What you have to do - Please set down the data word for word; images do not go in the copy.
*** Opening of Dataset records ***
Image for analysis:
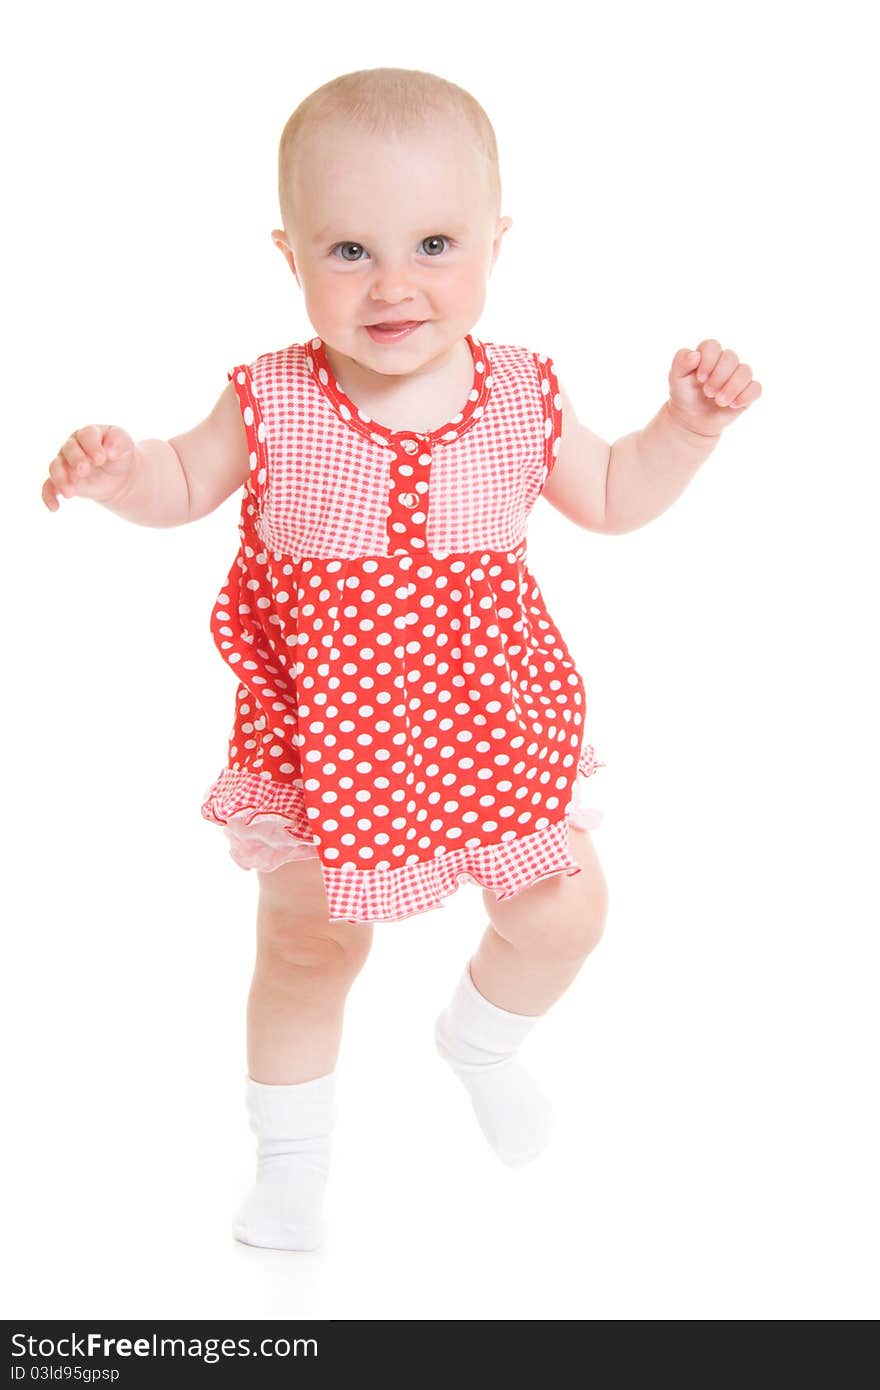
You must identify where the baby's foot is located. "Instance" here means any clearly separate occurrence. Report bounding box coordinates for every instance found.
[234,1073,336,1251]
[233,1140,330,1251]
[434,1015,554,1166]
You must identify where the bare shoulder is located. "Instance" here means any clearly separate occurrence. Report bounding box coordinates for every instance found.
[539,372,611,533]
[169,378,251,524]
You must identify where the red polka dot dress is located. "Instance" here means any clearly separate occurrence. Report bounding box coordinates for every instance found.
[200,333,605,925]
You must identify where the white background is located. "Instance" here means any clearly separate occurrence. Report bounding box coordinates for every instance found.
[3,0,878,1321]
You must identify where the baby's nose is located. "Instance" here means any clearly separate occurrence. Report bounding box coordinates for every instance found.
[370,287,415,305]
[369,265,417,300]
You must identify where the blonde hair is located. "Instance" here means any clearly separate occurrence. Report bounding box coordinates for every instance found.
[278,67,502,235]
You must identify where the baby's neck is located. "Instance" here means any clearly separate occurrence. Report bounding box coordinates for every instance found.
[323,336,474,435]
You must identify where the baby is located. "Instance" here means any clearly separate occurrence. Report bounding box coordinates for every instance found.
[41,67,760,1252]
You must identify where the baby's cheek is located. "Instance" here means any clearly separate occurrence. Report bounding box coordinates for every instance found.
[449,273,488,320]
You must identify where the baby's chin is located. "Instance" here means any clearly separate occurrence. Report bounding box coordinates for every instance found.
[322,321,443,370]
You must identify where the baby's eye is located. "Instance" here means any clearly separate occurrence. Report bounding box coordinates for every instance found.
[420,235,450,256]
[334,242,366,262]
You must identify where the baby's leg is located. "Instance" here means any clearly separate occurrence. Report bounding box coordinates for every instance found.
[235,856,373,1251]
[435,828,608,1164]
[472,825,608,1014]
[248,856,373,1084]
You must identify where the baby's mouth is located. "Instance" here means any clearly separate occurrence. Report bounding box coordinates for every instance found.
[364,321,425,342]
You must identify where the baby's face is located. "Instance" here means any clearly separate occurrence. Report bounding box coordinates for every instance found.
[273,120,511,377]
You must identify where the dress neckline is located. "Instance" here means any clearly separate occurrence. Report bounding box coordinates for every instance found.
[305,332,492,449]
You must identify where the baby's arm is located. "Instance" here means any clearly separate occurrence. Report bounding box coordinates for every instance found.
[542,376,720,535]
[43,380,251,528]
[170,381,252,524]
[540,380,612,532]
[106,380,250,526]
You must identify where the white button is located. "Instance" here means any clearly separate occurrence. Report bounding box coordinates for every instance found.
[401,439,419,454]
[399,492,418,508]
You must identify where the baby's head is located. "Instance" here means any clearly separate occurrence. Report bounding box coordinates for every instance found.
[271,68,512,376]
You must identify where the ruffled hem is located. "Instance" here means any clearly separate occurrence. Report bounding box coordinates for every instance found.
[201,767,315,836]
[201,749,606,924]
[569,745,605,831]
[320,816,602,925]
[220,810,320,871]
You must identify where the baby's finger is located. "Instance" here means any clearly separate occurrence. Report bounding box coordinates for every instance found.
[695,339,723,383]
[42,475,60,511]
[49,452,75,497]
[673,347,701,378]
[73,423,108,466]
[729,381,762,409]
[702,348,739,397]
[60,436,93,477]
[714,365,752,407]
[102,426,130,460]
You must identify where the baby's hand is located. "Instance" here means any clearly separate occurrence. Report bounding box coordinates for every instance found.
[42,425,138,512]
[666,340,762,437]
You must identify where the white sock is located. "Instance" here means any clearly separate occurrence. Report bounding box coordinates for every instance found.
[233,1071,337,1251]
[434,961,554,1166]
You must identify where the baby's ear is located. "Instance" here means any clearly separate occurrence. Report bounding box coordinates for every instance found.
[489,216,513,273]
[271,230,300,285]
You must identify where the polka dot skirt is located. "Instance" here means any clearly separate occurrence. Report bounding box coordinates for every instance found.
[200,333,605,924]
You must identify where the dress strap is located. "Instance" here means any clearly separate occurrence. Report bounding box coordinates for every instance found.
[228,363,270,524]
[533,352,563,491]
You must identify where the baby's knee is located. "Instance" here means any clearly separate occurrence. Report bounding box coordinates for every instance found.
[258,904,374,982]
[541,898,607,962]
[499,875,609,962]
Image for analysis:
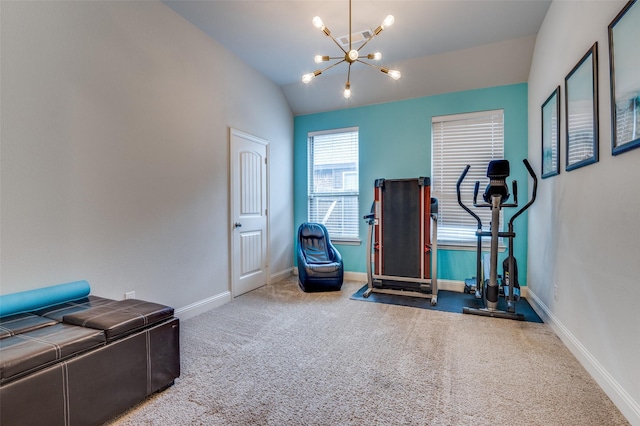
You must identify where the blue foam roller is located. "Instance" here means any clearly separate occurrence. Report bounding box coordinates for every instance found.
[0,280,91,317]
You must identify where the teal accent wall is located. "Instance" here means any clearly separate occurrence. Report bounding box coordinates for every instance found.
[294,83,530,284]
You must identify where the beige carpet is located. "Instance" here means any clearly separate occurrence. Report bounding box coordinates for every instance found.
[106,277,629,425]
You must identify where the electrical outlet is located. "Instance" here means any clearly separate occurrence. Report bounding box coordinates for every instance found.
[554,285,558,301]
[124,291,136,300]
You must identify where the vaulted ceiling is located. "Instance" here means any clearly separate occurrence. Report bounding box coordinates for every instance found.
[164,1,552,115]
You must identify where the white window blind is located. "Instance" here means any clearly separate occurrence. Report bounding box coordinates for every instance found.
[431,110,504,244]
[308,128,359,240]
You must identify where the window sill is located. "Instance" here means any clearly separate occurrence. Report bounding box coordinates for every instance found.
[333,239,361,246]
*** Close of Dataset records ***
Result -
Image for analysis:
You must identify where the baby's foot is located. "Instance" here means any clearly separate occurrence. Report bounding box coordinates for every instance found.
[234,1073,336,1251]
[233,1140,330,1251]
[434,1015,554,1166]
You must identify where the bare shoulder is located. "Instance" here means any clearly separate occurrence. Report bounding box coordinates for every instance found.
[539,372,611,533]
[169,378,251,524]
You must identify where the red polka dot dress is located. "Instance" here means any clearly separate occurrence. Report bounding box coordinates for every instance found.
[200,333,605,925]
You must identify where the white background is located. "Instance" here means any clearly separate occurrence. Report bounding box coordinates for every instance found.
[3,0,878,1321]
You must identify where the baby's nose is located. "Instance" here means any clearly separate occurrence. Report bounding box coordinates for every instance found.
[370,287,415,305]
[369,265,417,300]
You must identify where the blonde hair is located. "Instance" here means any clearly separate occurrence. Report bounding box coordinates for every instance found.
[278,67,502,235]
You must identify where the baby's neck is located. "Instance" here means any clearly separate occurrence. Report bounding box coordinates for every instance found.
[323,336,474,435]
You must identify where the baby is located. "Instance" here means any clearly separate occurrence. Report bounding box coordinates for every instance found.
[41,67,760,1252]
You must identify where the baby's cheek is located. "Instance" here means any clearly separate occurrence. Report bounding box coordinates for every instance found.
[449,273,488,320]
You must identify where the baby's chin is located. "Instance" here means any clearly separate occurrence. Report bounding box coordinates for every instance found.
[322,321,443,370]
You must identify where the baby's eye is located. "Instance" here means any clearly separate occurrence. Report bounding box coordinates for every instance found.
[420,235,450,256]
[334,242,366,262]
You must identify where the baby's leg is located. "Instance" here means any clearly separate occurrence. Report bounding box coordinates for every instance found.
[235,856,373,1251]
[435,828,608,1164]
[472,825,608,1014]
[248,856,373,1084]
You must identify where the baby's mouth is located. "Instance" here means any clearly separate occurrence. Report bounding box coordinates for every instance found.
[364,321,425,342]
You must identify where the baby's face is located. "Instance" here means any clearly separate occurrence. Report bounding box coordinates for every instance found.
[273,120,511,377]
You must identify where the dress neckline is located. "Instance" here means any clearly separate occurrence. Report bounding box coordinates for every instance found.
[305,332,492,449]
You must identify where the baby's arm is located. "Instance" here means any clearly separate occurrence. Report bounding box coordinates for every instance found.
[542,376,720,535]
[43,380,251,528]
[170,381,252,524]
[540,380,612,532]
[106,380,250,526]
You must identify where the white button is located. "Instance" here means any clearly separate occurrence. Report bounding box coordinates for every instance found.
[401,439,419,454]
[399,492,418,508]
You must identify where the baby's head is located. "Instance" here means any clearly separate occurrence. Report bounding box coordinates for every instance found.
[271,68,512,376]
You must identify where the ruffled hem is located. "Instance" here means any clearly separate occurrence. Report bounding box coordinates for every instance found.
[201,767,315,836]
[201,749,606,924]
[569,745,605,831]
[320,816,602,925]
[220,810,320,871]
You must identify where the baby's finger is located. "Instance" here means any clearly separate occurrence. Report bounding box coordinates for every instance found.
[695,339,723,383]
[42,475,60,511]
[49,452,75,497]
[673,347,701,378]
[73,423,108,466]
[729,381,762,409]
[702,348,739,397]
[60,436,93,477]
[714,365,752,407]
[102,426,130,460]
You must identify where the baby's hand is located. "Instance" here means any clearly separate occurrence. Report bounding box coordinates for every instance found.
[42,425,138,512]
[666,340,762,437]
You must identify where the white sock is located. "Instance" here means any clearly separate occurrence. Report bounding box coordinates for every instance found.
[233,1071,337,1251]
[434,961,554,1166]
You must identify where the baby's ear is located. "Instance" here means any clearly separate occurrence. Report bounding box coordinates for every instance found.
[489,216,513,273]
[271,230,300,285]
You must identify where the polka dot skirt is located. "Instance" here means any clearly separate occurrence. Report bounding box coordinates for every instance found.
[200,333,605,924]
You must identify where the dress strap is located. "Instance" here means any clearly separate occurrence. Report bounding box coordinates for every instance found.
[228,363,270,524]
[533,352,563,491]
You must identify where the baby's knee is located. "Instance" here means any clearly separate occurrence. Report bounding box coordinates for every instance found.
[258,904,374,982]
[541,898,607,962]
[499,875,609,962]
Image for analysis:
You must identify where the blue foam roller is located. "Instance" here means any clearly separate occurrence. Report bounding box coordinates for every instance found.
[0,280,91,317]
You must identify where the teal accent wall is located. "Instance" here means any clearly separate occurrence. Report bounding box coordinates for every instance found.
[294,83,530,284]
You must identify where the beige carpet is located. "Instance" here means any clearly separate occurrence. Report bounding box coordinates for every instance found.
[106,277,629,425]
You must identify where the electrical outlet is located. "Instance" here means any clearly separate occurrence. Report bounding box coordinates for every instance found.
[554,285,558,301]
[124,291,136,300]
You must identify where the vaulted ceiling is located. "Instance" here means any clearly separate occurrence. Report bounding box coordinates for every instance found.
[164,1,552,115]
You must identify where the white window blind is located. "Instance" here means any clearly separate occurrence. Report bounding box coordinates for every instance found.
[431,110,504,244]
[308,128,359,240]
You must identify where the window sill is located. "Instance" here means any clearly separate occurrence. Report bounding box coordinates for every instance found.
[333,239,361,246]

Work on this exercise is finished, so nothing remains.